_Task description_:
List each of the lines below that contains the word "marker", matching case exactly.
START Extracted information
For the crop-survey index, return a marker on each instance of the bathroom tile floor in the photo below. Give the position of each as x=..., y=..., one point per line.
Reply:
END Extracted information
START Extracted information
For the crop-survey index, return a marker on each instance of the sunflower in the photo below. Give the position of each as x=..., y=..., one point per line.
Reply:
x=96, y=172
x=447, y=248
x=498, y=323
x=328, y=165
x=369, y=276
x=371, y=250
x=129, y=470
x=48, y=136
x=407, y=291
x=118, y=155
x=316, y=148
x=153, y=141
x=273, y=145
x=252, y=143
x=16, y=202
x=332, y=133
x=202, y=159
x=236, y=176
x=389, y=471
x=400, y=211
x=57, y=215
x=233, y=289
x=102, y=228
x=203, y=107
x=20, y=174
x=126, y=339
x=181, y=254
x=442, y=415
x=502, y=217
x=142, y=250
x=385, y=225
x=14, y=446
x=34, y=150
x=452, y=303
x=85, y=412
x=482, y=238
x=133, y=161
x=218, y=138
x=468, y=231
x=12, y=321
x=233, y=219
END Extracted information
_Reply to the exercise_:
For the crop-survey index, return a marker on each instance of the bathroom tile floor in the photo below. Give the position of each as x=..., y=..., one point per line.
For the crop-survey index, return a marker on each instance of the sunflower in the photo below. Give the position of each as x=..., y=..., one point per line.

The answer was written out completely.